Repeat exactly the lines from the line containing "of trees through" through the last line of the records below, inclusive, and nothing else.
━━━
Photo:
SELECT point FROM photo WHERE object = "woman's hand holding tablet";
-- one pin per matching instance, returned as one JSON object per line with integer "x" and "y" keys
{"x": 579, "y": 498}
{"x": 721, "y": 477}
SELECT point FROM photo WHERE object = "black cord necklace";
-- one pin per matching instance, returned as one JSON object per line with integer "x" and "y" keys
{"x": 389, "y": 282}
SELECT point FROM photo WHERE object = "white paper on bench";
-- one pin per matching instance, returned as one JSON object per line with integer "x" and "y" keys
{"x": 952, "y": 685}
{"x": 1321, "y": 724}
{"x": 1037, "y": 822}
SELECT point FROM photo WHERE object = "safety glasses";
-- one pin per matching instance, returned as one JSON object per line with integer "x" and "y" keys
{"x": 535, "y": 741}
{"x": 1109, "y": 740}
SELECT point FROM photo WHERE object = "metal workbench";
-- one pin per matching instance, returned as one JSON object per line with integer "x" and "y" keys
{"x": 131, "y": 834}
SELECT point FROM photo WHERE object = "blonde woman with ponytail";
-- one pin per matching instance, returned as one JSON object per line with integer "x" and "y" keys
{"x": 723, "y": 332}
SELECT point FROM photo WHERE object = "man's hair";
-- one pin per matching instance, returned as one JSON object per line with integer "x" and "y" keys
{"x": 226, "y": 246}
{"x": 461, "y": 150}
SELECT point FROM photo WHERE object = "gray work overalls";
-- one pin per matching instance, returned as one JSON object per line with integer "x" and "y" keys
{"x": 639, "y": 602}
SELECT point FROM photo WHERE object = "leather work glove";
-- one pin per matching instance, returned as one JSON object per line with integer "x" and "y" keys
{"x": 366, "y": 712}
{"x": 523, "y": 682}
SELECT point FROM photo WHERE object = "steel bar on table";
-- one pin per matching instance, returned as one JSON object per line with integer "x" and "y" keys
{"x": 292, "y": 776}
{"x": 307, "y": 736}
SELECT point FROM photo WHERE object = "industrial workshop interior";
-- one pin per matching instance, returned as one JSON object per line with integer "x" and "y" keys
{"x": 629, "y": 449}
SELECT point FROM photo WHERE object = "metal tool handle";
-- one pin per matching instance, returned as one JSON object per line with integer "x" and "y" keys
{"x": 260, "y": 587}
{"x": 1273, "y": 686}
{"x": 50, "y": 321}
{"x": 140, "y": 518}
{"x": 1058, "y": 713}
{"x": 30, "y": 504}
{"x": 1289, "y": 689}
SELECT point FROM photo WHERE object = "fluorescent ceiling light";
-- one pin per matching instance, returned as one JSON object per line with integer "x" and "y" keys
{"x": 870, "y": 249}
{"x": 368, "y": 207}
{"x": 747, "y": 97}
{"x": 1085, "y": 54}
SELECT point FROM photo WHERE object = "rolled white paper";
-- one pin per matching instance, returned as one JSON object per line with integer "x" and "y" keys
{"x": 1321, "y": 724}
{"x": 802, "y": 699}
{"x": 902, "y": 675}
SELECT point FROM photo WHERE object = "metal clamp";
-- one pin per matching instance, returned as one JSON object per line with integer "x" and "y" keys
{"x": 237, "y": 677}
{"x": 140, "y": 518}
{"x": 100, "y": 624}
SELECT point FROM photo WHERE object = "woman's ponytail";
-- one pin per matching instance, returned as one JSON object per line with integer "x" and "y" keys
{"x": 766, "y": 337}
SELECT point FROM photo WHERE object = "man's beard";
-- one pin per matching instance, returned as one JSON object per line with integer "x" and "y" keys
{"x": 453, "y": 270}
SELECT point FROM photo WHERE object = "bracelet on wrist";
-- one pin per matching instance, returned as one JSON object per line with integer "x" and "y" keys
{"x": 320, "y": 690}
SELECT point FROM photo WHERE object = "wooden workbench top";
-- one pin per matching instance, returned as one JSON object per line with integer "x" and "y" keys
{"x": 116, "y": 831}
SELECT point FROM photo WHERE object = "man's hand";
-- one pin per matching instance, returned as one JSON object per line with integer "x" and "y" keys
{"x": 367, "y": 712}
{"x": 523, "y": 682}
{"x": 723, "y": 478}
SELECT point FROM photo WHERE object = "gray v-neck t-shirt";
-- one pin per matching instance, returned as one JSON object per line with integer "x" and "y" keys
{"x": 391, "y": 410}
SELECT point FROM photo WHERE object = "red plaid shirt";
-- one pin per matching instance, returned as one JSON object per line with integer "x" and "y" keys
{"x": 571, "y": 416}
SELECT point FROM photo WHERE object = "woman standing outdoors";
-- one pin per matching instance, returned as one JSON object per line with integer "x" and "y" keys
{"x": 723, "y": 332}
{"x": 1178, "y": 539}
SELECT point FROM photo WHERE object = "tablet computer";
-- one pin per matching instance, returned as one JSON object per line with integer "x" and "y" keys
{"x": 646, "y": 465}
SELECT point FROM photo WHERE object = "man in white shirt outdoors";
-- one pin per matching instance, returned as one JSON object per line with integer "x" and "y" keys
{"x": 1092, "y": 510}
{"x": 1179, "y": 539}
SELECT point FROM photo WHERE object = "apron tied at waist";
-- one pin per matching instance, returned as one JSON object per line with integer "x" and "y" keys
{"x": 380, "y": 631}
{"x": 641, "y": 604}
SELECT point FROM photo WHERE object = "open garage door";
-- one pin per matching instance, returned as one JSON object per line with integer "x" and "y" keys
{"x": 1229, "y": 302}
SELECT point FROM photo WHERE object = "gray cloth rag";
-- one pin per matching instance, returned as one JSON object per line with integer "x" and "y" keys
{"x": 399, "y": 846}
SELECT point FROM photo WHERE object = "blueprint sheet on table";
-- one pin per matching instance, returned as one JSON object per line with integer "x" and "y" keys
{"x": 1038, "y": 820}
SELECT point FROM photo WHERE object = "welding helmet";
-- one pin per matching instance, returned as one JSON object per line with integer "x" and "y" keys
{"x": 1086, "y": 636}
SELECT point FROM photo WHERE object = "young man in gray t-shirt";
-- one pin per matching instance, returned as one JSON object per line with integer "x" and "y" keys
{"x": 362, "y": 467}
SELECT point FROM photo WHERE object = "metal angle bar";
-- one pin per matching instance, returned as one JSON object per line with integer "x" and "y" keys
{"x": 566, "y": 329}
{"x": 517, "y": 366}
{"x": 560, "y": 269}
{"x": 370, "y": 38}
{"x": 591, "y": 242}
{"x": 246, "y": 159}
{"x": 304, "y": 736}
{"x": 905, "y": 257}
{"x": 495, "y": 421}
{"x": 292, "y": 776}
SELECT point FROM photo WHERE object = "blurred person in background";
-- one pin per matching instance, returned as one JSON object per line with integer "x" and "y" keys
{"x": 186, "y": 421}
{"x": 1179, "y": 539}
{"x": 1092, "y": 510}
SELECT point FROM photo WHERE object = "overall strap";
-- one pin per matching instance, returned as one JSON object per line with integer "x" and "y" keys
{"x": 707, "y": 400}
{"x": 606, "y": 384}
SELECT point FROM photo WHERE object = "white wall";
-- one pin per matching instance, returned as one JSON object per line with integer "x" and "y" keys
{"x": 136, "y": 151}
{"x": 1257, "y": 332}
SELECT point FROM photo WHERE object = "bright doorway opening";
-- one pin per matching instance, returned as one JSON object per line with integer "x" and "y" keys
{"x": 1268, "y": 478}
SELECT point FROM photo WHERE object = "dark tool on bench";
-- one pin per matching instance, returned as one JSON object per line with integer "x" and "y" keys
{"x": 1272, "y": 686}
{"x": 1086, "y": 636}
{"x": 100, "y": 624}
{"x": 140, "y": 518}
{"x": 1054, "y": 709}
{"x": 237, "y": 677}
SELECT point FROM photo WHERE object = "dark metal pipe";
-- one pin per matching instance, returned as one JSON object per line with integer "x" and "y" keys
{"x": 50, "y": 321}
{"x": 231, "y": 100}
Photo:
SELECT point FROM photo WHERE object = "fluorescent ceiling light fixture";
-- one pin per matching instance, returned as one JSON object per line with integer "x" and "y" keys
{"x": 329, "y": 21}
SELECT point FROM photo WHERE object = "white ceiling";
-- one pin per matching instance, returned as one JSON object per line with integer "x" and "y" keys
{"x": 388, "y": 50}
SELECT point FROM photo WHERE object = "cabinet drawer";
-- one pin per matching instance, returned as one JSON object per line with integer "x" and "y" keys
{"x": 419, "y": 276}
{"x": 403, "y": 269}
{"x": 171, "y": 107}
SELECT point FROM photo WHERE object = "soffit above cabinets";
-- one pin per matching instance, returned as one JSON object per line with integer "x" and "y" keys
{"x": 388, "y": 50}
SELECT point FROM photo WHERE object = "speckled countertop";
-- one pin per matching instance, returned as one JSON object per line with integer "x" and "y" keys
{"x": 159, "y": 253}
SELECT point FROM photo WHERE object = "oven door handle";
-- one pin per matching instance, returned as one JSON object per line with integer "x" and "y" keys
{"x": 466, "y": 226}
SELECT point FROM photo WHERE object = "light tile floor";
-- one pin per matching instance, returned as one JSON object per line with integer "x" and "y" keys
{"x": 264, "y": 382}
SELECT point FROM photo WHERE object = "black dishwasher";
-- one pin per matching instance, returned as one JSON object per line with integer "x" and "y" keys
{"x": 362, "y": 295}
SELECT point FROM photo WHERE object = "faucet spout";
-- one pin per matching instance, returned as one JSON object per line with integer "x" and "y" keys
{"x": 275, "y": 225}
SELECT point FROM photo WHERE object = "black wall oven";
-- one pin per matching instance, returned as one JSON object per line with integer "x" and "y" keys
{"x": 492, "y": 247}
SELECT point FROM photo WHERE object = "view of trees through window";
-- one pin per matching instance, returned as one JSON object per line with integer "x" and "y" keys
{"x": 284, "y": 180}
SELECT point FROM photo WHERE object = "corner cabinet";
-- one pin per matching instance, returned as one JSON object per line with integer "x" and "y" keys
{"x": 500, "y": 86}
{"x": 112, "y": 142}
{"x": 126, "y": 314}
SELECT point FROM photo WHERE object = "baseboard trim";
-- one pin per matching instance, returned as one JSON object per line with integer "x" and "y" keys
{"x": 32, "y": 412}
━━━
### ANSWER TO THIS EXERCISE
SELECT point FROM photo WHERE object = "view of trees through window";
-- one pin per matching instance, returned as one JSON object per line with integer "x" and "y" keys
{"x": 284, "y": 180}
SELECT point FROM photo WHERE object = "corner cabinet";
-- one pin per matching instance, returned as one JSON object per line with integer "x" and "y" keys
{"x": 500, "y": 86}
{"x": 112, "y": 142}
{"x": 126, "y": 314}
SELECT point FROM photo WHERE object = "baseboard trim";
-- one pin per matching instance, returned as one JSON object per line with integer "x" and "y" keys
{"x": 32, "y": 412}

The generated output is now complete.